→ **Aim of the task**: Please copy out, word for word, the part of the svfwscanf patch text between "In addition, the" and "buffer at all.", inclusive.

→ **Extract**:
========

However, the vfwscanf code *never* ungets data before the start of the
scanning operation, and *always* ungets data which matches the input
at that point, so the code always hits the block which backs up over
the input data and never hits the block which uses the _ubuf field.

In addition, the svfwscanf code will always start with the unget
buffer empty, so the ungetwc replacement never needs to support an
unget buffer at all.

Simplify the code by removing support for everything other than
backing up over the input data, leaving the check to make sure it
doesn't get underflowed in case the vfscanf code has a bug in it.

Signed-off-by: Keith Packard <keithp@keithp.com>


[-- Warning: decoded text below may be mangled, UTF-8 assumed --]
[-- Attachment #1.2: 0001-svfwscanf-Simplify-_sungetwc_r-to-eliminate-apparent.patch --]
[-- Type: text/x-diff, Size: 4031 bytes --]

From 2bbbf24fab03472b73296356b7dfb13d616302e9 Mon Sep 17 00:00:00 2001
From: Keith Packard <keithp@keithp.com>
Date: Tue, 17 Aug 2021 11:51:52 -0700
Subject: [PATCH] svfwscanf: Simplify _sungetwc_r to eliminate apparent buffer
 overflow

svfwscanf replaces getwc and ungetwc_r. The comments in the code talk
about avoiding file operations, but they also need to bypass the
mbtowc calls as svfwscanf operates on wchar_t, not multibyte data,
which is a more important reason here; they would not work correctly
otherwise.

========

→ **Entries**:
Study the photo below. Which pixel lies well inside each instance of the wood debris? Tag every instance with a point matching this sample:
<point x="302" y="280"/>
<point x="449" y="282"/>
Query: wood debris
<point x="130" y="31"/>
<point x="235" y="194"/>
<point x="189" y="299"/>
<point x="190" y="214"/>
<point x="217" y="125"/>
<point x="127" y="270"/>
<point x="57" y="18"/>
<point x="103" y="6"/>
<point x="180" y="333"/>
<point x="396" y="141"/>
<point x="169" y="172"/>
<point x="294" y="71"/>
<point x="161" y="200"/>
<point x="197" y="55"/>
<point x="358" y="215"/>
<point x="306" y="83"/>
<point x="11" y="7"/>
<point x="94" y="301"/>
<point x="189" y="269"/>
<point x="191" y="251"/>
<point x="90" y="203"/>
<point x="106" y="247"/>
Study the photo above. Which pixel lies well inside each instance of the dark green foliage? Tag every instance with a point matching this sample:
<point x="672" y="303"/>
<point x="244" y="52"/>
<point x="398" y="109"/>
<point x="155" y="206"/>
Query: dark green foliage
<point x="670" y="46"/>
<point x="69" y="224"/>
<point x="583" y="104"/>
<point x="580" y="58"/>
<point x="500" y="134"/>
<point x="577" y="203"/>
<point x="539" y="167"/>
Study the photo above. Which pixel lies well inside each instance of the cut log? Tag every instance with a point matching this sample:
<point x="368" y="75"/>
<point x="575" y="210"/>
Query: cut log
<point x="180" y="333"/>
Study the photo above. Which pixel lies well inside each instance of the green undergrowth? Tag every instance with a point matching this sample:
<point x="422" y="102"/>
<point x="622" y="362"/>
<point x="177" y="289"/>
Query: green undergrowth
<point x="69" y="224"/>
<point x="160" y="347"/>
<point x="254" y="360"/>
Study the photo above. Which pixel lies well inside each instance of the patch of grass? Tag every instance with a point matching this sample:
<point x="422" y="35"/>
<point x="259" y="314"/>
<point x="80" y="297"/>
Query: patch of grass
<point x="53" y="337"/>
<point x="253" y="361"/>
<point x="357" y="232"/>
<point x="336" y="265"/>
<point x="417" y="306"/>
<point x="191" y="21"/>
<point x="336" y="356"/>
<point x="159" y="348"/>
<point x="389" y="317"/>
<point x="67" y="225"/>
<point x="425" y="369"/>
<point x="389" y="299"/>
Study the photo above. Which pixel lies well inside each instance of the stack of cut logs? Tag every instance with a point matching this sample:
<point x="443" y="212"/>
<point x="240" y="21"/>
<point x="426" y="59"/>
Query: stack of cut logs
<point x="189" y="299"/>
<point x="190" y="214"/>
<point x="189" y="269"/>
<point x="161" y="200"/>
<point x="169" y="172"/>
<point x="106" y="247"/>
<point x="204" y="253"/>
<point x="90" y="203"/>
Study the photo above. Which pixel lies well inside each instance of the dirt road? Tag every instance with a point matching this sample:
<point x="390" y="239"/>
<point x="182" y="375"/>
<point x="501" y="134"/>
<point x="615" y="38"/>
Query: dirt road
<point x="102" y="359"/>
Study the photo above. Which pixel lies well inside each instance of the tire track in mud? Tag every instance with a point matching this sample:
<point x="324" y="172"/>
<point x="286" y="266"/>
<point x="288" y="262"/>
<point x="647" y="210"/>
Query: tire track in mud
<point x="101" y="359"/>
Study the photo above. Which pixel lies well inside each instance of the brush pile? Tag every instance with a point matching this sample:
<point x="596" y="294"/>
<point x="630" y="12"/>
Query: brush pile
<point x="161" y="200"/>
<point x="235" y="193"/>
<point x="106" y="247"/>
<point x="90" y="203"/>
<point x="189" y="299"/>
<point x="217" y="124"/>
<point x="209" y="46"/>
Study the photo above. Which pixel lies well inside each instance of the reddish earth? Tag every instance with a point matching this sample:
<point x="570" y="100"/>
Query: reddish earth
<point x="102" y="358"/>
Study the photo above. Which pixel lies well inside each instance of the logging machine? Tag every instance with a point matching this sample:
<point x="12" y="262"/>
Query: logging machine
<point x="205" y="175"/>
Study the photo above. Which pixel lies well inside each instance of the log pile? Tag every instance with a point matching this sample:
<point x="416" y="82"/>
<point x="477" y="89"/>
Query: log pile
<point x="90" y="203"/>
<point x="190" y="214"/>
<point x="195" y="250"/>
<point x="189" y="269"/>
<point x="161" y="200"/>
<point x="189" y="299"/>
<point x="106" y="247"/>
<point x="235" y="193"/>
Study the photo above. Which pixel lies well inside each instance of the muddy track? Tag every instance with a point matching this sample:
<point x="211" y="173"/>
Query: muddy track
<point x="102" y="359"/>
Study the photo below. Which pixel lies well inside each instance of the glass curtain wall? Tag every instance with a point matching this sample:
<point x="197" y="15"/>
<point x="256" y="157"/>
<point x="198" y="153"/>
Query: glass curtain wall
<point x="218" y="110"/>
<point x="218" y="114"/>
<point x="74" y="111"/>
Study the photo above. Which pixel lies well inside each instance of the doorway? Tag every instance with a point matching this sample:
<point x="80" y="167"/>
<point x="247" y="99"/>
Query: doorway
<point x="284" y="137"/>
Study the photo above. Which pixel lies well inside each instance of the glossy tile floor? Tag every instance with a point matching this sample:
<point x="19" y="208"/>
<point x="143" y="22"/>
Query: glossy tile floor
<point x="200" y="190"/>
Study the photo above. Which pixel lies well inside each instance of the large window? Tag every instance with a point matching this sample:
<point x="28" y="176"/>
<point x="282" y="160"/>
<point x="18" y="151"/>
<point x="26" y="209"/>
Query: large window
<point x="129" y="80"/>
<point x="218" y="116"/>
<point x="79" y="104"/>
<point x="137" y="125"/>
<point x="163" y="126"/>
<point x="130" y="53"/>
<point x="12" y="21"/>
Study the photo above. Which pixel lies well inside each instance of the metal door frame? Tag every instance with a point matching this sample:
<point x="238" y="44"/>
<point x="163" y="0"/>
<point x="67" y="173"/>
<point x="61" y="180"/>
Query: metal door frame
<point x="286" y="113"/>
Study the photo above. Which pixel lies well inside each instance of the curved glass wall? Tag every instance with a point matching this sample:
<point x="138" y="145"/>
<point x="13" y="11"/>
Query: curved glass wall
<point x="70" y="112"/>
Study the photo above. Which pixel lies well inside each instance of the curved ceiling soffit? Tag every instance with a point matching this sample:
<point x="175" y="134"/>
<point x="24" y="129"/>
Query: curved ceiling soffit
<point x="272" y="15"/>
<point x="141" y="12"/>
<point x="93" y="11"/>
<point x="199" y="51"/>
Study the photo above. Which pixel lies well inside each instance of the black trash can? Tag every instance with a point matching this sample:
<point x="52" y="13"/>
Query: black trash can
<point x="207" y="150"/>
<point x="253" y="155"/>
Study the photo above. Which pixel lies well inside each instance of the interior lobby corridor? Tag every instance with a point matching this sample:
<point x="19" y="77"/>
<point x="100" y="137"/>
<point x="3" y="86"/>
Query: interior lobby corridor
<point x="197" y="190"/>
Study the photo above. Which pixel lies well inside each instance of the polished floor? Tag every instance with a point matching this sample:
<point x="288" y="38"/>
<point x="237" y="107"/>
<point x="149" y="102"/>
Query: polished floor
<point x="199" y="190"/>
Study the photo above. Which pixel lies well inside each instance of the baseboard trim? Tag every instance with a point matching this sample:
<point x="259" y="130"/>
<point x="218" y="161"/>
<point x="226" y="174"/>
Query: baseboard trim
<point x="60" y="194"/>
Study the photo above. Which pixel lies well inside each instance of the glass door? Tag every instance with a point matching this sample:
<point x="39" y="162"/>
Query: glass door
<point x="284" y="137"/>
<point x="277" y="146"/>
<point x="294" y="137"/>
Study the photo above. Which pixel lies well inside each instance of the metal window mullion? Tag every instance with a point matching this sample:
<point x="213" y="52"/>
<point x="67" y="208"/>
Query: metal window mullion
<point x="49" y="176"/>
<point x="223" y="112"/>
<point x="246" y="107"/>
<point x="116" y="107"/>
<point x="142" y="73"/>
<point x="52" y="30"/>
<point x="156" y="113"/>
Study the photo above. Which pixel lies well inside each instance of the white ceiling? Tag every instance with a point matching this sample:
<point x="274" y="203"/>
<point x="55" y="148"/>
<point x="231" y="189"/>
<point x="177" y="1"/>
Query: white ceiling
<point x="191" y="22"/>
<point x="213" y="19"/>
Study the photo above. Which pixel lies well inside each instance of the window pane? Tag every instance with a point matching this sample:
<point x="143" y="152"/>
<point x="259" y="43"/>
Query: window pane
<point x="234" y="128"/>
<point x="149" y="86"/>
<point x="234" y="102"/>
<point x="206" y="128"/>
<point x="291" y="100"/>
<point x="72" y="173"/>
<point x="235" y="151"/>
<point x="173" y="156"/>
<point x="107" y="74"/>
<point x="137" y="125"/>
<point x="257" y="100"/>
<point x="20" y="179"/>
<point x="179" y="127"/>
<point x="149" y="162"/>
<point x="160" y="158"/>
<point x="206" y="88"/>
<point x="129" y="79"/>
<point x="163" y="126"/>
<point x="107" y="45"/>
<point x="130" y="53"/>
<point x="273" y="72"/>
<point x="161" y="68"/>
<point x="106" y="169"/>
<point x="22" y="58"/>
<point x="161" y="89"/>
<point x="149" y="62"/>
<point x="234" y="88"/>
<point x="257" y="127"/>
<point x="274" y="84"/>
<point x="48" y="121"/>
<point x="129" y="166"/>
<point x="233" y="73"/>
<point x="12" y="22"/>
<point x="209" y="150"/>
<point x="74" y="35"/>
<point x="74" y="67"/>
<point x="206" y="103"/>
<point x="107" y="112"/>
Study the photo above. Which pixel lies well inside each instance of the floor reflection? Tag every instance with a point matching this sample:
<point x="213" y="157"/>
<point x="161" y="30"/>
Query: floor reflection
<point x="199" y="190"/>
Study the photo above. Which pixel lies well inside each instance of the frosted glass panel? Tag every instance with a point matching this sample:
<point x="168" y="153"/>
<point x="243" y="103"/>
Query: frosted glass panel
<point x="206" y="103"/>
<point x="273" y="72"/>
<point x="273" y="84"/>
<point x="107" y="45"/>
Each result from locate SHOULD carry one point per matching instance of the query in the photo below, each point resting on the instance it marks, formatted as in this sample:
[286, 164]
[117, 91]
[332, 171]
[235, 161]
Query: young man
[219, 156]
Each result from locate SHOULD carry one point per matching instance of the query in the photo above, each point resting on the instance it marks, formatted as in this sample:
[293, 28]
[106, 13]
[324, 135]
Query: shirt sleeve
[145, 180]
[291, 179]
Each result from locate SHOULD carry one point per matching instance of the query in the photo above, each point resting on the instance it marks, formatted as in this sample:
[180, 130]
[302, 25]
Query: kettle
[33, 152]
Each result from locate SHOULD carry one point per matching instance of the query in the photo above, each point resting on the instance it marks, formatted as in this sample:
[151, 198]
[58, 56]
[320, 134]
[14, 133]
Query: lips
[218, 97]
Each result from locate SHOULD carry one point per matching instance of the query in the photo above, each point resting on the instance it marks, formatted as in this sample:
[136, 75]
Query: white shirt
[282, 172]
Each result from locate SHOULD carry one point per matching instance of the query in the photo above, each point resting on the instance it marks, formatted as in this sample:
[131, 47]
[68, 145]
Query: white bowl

========

→ **Finished exercise**:
In addition, the svfwscanf code will always start with the unget
buffer empty, so the ungetwc replacement never needs to support an
unget buffer at all.